## TASK OBJECTIVE
Copy each line below without leaving any out.

** START OF THE INPUT **

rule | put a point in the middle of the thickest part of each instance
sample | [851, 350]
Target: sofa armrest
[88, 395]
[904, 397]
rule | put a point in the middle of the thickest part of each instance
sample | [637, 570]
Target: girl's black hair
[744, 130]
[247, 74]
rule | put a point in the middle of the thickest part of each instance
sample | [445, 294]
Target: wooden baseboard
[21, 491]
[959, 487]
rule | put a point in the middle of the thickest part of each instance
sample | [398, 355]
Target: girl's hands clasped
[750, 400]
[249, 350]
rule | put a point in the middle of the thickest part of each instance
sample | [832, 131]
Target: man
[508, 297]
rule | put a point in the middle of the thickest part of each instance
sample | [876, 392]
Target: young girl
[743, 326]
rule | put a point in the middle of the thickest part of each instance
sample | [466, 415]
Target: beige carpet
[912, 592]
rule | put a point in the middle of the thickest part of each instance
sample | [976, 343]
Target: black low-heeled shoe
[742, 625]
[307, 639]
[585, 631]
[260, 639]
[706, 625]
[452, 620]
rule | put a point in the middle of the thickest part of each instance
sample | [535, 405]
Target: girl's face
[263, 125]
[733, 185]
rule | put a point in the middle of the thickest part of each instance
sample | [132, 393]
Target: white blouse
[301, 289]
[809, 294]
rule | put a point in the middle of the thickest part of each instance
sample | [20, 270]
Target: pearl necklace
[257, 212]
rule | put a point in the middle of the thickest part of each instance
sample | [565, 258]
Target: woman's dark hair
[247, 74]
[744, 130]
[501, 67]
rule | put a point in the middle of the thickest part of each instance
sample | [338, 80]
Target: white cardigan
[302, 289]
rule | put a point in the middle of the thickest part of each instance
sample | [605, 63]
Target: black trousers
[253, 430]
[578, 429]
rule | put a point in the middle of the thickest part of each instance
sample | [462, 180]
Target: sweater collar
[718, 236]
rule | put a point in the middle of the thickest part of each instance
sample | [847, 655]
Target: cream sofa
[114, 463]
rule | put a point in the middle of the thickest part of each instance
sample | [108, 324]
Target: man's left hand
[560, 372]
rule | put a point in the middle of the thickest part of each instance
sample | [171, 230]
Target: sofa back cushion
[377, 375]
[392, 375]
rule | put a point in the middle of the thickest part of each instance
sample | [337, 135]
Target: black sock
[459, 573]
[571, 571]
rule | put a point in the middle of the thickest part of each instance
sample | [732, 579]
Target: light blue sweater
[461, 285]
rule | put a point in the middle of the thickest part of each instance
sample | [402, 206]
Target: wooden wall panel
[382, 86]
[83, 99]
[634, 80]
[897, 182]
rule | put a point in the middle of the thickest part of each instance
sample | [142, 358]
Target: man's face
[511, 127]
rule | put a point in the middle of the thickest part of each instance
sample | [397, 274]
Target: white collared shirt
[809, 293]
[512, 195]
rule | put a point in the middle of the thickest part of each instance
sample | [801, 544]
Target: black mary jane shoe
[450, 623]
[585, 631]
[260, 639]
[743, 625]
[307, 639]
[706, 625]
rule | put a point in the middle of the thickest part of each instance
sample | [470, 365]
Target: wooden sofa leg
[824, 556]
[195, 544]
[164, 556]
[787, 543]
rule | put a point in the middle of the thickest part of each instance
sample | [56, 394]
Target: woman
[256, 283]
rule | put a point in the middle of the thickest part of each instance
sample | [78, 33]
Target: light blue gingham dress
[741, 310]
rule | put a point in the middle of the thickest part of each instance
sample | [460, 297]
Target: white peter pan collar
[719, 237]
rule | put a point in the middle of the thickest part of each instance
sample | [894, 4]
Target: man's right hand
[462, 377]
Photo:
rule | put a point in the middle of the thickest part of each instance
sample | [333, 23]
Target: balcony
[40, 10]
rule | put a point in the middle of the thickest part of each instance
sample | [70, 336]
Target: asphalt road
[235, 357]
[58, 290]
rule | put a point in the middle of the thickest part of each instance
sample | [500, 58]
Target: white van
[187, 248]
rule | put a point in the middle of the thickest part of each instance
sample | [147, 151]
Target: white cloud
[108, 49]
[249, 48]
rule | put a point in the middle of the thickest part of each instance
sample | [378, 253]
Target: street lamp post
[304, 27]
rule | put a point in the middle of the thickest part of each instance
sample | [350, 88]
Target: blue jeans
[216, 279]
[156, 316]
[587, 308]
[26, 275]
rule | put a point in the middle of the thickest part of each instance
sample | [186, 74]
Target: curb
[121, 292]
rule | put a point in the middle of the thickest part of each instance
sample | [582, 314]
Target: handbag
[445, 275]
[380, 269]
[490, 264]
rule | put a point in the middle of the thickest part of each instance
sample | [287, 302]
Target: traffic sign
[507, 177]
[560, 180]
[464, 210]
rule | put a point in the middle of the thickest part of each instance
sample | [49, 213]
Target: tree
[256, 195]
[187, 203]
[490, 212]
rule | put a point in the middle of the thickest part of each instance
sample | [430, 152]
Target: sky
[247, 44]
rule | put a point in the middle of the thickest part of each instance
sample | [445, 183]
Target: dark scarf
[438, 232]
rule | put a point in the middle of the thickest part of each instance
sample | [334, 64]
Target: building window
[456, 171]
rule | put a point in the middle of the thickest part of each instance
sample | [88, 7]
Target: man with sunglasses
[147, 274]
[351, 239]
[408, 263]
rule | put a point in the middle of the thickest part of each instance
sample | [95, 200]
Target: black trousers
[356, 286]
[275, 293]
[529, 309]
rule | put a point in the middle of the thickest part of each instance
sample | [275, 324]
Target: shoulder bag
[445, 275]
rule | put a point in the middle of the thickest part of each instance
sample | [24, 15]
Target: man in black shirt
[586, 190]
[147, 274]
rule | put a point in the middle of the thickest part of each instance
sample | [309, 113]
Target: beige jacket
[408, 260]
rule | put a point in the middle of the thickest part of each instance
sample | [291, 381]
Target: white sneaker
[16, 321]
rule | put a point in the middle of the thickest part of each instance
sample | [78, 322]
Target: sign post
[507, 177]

** END OF THE INPUT **

## WRITTEN SOLUTION
rule | put a point in the middle of the thickest part of each instance
sample | [851, 350]
Target: sofa armrest
[88, 395]
[904, 397]
rule | put a point in the middle of the thickest part of each instance
sample | [637, 570]
Target: girl's black hair
[744, 130]
[247, 74]
rule | put a point in the middle of the thickest part of each instance
sample | [445, 294]
Target: wooden baseboard
[21, 491]
[959, 487]
rule | put a point in the middle of the thickest part of each instance
sample | [398, 355]
Target: girl's hands clasped
[750, 400]
[249, 350]
rule | put a point in the middle of the thickest part of each instance
sample | [832, 131]
Target: man
[508, 297]
rule | put a point in the middle of the thickest part of each instance
sample | [876, 392]
Target: young girl
[743, 326]
rule | put a point in the middle of the thickest part of each instance
sample | [466, 415]
Target: beige carpet
[912, 592]
rule | put a point in the middle of the thickest part of each instance
sample | [976, 343]
Target: black low-heeled shoe
[742, 625]
[307, 639]
[585, 631]
[260, 639]
[706, 625]
[452, 620]
rule | put a point in the middle of the thickest part of each instance
sample | [535, 405]
Target: girl's face
[263, 125]
[733, 185]
rule | put a point in the middle of the thickest part of each instance
sample | [132, 393]
Target: white blouse
[301, 289]
[809, 294]
rule | put a point in the middle of the thickest part of each instance
sample | [20, 270]
Target: pearl necklace
[257, 212]
rule | put a point in the middle of the thickest part of each instance
sample | [565, 258]
Target: woman's dark hair
[247, 74]
[744, 130]
[501, 67]
rule | put a point in the middle of the thickest part of each instance
sample | [338, 80]
Target: white cardigan
[302, 289]
rule | put a point in the middle of the thickest part of each instance
sample | [605, 63]
Target: black trousers
[253, 430]
[578, 429]
rule | put a point in the middle of the thickest part of each instance
sample | [462, 180]
Target: sweater collar
[718, 236]
rule | put a point in the middle of the thickest part of each instance
sample | [847, 655]
Target: cream sofa
[114, 463]
rule | put a point in the middle of the thickest part of each instance
sample | [108, 324]
Target: man's left hand
[560, 372]
rule | put a point in the middle of the thickest part of each instance
sample | [171, 230]
Target: sofa back cushion
[377, 375]
[392, 375]
rule | put a point in the middle of the thickest part of each instance
sample | [337, 135]
Target: black sock
[459, 573]
[571, 571]
rule | put a point in the middle of the thickest part of each instance
sample | [732, 579]
Target: light blue sweater
[461, 285]
rule | put a point in the middle of the thickest part of each instance
sample | [402, 206]
Target: wooden wall panel
[382, 86]
[83, 99]
[634, 80]
[897, 182]
rule | put a point in the middle of the thickest part of each instance
sample | [142, 358]
Target: man's face
[511, 127]
rule | put a point in the middle of the thickest part of each instance
sample | [397, 274]
Target: white collared shirt
[809, 293]
[512, 195]
rule | put a point in the middle of the thickest part of each instance
sample | [801, 544]
Target: black mary jane shoe
[450, 623]
[585, 631]
[260, 639]
[743, 625]
[307, 639]
[706, 625]
rule | put a point in the middle of the thickest part of each instance
sample | [470, 365]
Target: wooden sofa leg
[824, 556]
[195, 544]
[164, 556]
[787, 543]
rule | put a point in the middle of the thickest part of each instance
sample | [56, 394]
Target: woman
[256, 283]
rule | put a point in the middle of the thickest part of each instance
sample | [78, 33]
Target: light blue gingham dress
[741, 310]
rule | put a point in the middle of the thickest part of each instance
sample | [460, 297]
Target: white peter pan collar
[719, 237]
rule | put a point in the middle of the thickest part of each instance
sample | [894, 4]
Target: man's right hand
[462, 377]
Photo:
rule | put a point in the middle of the thickest part of each instance
sample | [333, 23]
Target: balcony
[40, 10]
rule | put a point in the middle of the thickest part of each instance
sample | [70, 336]
Target: asphalt road
[235, 357]
[58, 290]
rule | put a point in the middle of the thickest part of each instance
sample | [500, 58]
Target: white van
[187, 248]
rule | put a point in the middle of the thickest part of each instance
sample | [147, 151]
Target: white cloud
[108, 49]
[249, 48]
rule | put a point in the middle of the thickest part of each instance
sample | [378, 253]
Target: street lamp post
[304, 27]
rule | put a point in the middle of the thickest part of each instance
sample | [350, 88]
Target: blue jeans
[216, 279]
[156, 316]
[587, 308]
[26, 275]
rule | put a point in the middle of the thickest part of each instance
sample | [186, 74]
Target: curb
[121, 292]
rule | put a point in the middle of the thickest part of each instance
sample | [582, 314]
Target: handbag
[445, 275]
[380, 269]
[490, 264]
rule | put a point in the middle of the thickest part of each instance
sample | [287, 302]
Target: traffic sign
[507, 177]
[560, 180]
[464, 210]
rule | put a point in the middle of the thickest part of each instance
sample | [49, 213]
Target: tree
[256, 195]
[187, 203]
[490, 212]
rule | put a point in the middle of the thickest part of each instance
sample | [430, 152]
Target: sky
[247, 44]
rule | put a point in the middle of the thickest part of each instance
sample | [445, 183]
Target: dark scarf
[438, 232]
rule | put a point in the middle of the thickest part of each instance
sample | [334, 64]
Target: building window
[456, 171]
rule | put a point in the middle of the thickest part of each instance
sample | [88, 7]
Target: man with sunglasses
[147, 274]
[351, 239]
[408, 263]
rule | put a point in the middle of the thickest part of each instance
sample | [95, 200]
Target: black trousers
[356, 286]
[275, 293]
[529, 309]
rule | put a point in the middle of the thickest part of each instance
sample | [275, 324]
Target: shoulder bag
[445, 275]
rule | put a point in the middle of the thickest part of each instance
sample | [24, 15]
Target: man in black shirt
[586, 190]
[147, 274]
rule | put a point in the middle of the thickest part of each instance
sample | [309, 113]
Target: beige jacket
[408, 260]
rule | put a point in the middle of the thickest part of each instance
sample | [291, 381]
Target: white sneaker
[16, 321]
rule | put a point in the middle of the thickest part of each instance
sample | [78, 322]
Target: sign post
[507, 177]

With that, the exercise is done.